Exercise instructions.
Please give back word for word the lines below, from the first one through the one with "pixel 212 134".

Dataset entries.
=== Section Start ===
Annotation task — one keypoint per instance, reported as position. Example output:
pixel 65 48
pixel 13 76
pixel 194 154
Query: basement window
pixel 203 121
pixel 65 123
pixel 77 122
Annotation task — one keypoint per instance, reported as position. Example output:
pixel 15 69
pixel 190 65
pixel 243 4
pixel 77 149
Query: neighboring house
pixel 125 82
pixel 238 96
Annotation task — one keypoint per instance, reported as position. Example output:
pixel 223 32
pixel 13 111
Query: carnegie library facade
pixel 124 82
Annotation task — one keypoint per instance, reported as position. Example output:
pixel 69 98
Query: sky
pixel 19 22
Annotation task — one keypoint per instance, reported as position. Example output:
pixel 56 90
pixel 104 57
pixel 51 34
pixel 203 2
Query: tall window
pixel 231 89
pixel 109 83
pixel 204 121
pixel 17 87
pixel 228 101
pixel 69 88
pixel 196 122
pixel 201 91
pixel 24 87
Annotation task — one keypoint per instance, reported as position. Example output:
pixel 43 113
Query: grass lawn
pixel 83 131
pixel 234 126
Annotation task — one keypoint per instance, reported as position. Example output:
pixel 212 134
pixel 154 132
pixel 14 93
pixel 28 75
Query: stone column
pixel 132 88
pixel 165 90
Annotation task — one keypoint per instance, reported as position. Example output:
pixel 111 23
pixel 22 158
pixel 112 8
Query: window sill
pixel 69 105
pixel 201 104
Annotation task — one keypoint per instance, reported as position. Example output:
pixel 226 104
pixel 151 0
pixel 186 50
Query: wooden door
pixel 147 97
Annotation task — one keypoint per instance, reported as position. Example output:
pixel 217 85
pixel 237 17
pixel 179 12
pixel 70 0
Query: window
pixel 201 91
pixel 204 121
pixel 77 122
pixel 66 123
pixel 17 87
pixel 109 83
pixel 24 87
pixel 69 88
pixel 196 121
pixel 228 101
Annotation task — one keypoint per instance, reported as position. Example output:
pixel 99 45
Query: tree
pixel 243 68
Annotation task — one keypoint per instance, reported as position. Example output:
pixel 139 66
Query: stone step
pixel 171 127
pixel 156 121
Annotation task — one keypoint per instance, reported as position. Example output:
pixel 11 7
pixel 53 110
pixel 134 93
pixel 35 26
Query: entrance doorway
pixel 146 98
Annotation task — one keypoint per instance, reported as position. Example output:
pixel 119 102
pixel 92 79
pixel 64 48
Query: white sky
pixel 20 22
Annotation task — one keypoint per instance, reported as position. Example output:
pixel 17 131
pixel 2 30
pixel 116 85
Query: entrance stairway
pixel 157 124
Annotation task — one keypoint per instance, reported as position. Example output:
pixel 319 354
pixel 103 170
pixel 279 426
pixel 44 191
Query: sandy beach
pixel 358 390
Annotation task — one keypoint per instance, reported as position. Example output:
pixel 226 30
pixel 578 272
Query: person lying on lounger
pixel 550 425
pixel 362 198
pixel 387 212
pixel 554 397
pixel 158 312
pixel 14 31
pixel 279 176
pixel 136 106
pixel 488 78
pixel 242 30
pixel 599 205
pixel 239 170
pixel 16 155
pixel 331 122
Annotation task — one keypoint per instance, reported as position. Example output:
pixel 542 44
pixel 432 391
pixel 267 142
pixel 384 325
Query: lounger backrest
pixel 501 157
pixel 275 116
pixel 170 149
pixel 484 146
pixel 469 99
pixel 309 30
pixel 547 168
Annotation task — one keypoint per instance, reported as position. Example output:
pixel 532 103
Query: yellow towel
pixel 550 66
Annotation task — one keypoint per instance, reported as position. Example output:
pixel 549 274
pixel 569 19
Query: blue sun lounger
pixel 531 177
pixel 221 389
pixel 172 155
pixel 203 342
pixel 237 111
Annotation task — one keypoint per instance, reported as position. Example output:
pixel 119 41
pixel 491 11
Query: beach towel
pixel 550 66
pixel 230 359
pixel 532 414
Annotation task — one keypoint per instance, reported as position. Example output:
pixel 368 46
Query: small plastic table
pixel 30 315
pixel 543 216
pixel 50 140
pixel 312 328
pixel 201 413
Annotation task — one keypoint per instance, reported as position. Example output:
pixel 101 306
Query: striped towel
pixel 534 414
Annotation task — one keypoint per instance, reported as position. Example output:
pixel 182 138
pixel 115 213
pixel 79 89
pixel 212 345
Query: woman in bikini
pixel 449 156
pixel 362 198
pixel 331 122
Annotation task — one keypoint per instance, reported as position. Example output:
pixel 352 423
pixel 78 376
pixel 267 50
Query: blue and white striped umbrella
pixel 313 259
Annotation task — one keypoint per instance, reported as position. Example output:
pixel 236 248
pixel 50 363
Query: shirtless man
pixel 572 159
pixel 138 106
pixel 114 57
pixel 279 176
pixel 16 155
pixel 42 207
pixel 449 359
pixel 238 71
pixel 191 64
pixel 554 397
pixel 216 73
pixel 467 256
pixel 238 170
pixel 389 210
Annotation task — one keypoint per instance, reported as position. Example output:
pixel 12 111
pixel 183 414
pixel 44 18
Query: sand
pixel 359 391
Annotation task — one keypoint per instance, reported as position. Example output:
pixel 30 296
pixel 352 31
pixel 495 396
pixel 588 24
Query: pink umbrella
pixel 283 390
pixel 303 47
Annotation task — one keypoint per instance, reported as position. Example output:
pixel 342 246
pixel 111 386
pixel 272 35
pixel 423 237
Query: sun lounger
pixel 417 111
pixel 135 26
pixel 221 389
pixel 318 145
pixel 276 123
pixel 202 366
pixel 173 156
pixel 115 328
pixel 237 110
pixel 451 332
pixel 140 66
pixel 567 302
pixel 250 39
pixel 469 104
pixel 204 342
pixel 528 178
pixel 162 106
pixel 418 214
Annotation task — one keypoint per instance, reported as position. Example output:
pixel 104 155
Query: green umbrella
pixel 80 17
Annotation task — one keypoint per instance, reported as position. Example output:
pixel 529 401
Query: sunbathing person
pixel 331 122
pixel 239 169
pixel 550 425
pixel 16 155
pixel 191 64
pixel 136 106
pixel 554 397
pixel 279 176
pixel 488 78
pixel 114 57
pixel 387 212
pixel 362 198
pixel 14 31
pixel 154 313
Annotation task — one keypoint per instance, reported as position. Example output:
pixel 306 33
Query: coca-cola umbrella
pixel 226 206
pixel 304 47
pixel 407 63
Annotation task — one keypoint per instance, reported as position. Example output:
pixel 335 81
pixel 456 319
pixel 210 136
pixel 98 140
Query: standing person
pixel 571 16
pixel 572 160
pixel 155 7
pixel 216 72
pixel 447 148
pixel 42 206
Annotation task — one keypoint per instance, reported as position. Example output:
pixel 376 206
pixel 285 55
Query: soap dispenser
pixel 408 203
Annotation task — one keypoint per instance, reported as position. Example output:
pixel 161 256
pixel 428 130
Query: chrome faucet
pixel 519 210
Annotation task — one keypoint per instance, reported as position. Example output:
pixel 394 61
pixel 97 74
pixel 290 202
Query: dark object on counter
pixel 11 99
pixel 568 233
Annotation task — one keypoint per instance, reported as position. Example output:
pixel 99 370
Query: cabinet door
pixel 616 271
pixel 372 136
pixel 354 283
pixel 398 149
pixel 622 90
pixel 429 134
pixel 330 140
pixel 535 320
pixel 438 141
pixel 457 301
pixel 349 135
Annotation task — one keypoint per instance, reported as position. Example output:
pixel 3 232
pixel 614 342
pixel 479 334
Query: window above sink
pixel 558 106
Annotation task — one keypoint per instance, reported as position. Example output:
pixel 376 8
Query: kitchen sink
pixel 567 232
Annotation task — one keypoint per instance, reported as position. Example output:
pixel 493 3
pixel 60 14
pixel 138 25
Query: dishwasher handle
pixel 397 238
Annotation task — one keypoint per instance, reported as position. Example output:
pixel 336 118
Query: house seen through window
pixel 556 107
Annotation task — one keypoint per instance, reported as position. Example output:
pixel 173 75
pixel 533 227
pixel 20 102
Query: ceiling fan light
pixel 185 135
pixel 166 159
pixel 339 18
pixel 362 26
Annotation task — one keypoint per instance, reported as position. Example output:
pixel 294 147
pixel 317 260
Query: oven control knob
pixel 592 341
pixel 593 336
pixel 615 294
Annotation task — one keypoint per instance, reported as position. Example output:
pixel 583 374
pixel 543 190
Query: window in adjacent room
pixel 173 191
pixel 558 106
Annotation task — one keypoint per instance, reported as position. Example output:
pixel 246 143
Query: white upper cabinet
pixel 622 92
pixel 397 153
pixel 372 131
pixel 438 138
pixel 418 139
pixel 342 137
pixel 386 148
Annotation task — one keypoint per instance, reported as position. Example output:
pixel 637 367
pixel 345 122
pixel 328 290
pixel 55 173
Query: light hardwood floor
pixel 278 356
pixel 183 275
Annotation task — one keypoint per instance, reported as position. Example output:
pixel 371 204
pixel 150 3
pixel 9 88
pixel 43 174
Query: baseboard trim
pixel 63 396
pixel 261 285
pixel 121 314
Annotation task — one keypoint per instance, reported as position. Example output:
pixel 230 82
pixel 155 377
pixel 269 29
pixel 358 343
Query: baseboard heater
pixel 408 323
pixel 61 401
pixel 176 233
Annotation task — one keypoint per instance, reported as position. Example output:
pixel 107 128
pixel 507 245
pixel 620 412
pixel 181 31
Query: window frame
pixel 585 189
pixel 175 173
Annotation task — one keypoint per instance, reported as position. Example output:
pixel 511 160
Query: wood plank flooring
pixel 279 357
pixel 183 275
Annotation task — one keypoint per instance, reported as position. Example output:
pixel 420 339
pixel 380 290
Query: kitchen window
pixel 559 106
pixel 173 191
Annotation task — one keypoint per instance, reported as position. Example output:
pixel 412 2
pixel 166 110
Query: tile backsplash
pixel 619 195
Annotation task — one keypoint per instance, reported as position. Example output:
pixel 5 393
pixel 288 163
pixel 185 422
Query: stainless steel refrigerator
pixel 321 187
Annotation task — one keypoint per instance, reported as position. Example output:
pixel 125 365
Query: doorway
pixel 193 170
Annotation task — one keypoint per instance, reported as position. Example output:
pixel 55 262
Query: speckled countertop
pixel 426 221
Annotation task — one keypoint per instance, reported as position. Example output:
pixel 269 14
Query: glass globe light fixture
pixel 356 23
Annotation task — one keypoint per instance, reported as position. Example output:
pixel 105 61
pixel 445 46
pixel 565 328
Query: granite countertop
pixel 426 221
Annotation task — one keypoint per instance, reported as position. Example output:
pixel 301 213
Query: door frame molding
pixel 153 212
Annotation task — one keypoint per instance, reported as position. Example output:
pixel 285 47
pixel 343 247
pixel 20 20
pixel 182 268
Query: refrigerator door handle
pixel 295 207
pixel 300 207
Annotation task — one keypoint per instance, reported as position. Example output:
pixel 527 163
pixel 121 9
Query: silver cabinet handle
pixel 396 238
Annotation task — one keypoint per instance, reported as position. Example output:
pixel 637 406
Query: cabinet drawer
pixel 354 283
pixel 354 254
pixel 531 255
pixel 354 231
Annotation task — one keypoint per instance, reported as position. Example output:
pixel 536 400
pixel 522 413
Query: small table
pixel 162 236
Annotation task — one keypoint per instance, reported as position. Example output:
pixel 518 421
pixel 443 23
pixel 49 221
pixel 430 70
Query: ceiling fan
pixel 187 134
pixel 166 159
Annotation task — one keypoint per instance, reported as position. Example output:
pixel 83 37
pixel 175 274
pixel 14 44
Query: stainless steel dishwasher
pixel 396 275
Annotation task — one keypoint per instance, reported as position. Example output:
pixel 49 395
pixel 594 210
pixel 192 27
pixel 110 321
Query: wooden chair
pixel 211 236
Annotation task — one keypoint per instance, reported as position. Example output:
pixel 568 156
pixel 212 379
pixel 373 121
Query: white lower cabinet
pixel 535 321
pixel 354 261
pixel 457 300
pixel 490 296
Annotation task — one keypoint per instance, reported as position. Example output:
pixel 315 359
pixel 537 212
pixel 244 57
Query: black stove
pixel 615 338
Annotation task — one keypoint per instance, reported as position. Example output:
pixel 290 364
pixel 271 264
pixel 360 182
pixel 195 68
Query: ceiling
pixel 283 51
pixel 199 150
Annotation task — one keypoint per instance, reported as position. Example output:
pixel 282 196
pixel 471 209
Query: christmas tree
=== Section End ===
Response box.
Annotation task — one keypoint per instance, reported as position. Example output:
pixel 65 48
pixel 13 76
pixel 194 154
Query: basement window
pixel 203 121
pixel 65 123
pixel 77 122
Annotation task — one keypoint per instance, reported as position. Example output:
pixel 15 69
pixel 190 65
pixel 243 4
pixel 77 149
Query: neighboring house
pixel 125 82
pixel 238 96
Annotation task — one keypoint per instance, reported as position. Example output:
pixel 223 32
pixel 13 111
Query: carnegie library facade
pixel 124 82
Annotation task — one keypoint per instance, reported as position. Example output:
pixel 69 98
Query: sky
pixel 19 22
Annotation task — one keypoint per instance, reported as position. Example output:
pixel 56 90
pixel 104 57
pixel 51 34
pixel 203 2
Query: tall window
pixel 231 89
pixel 109 83
pixel 204 121
pixel 17 87
pixel 228 101
pixel 69 88
pixel 196 122
pixel 201 91
pixel 24 87
Annotation task — one keypoint per instance, reported as position. Example output:
pixel 43 113
Query: grass lawn
pixel 83 131
pixel 234 126
Annotation task — one keypoint per instance, reported as position. Example output:
pixel 212 134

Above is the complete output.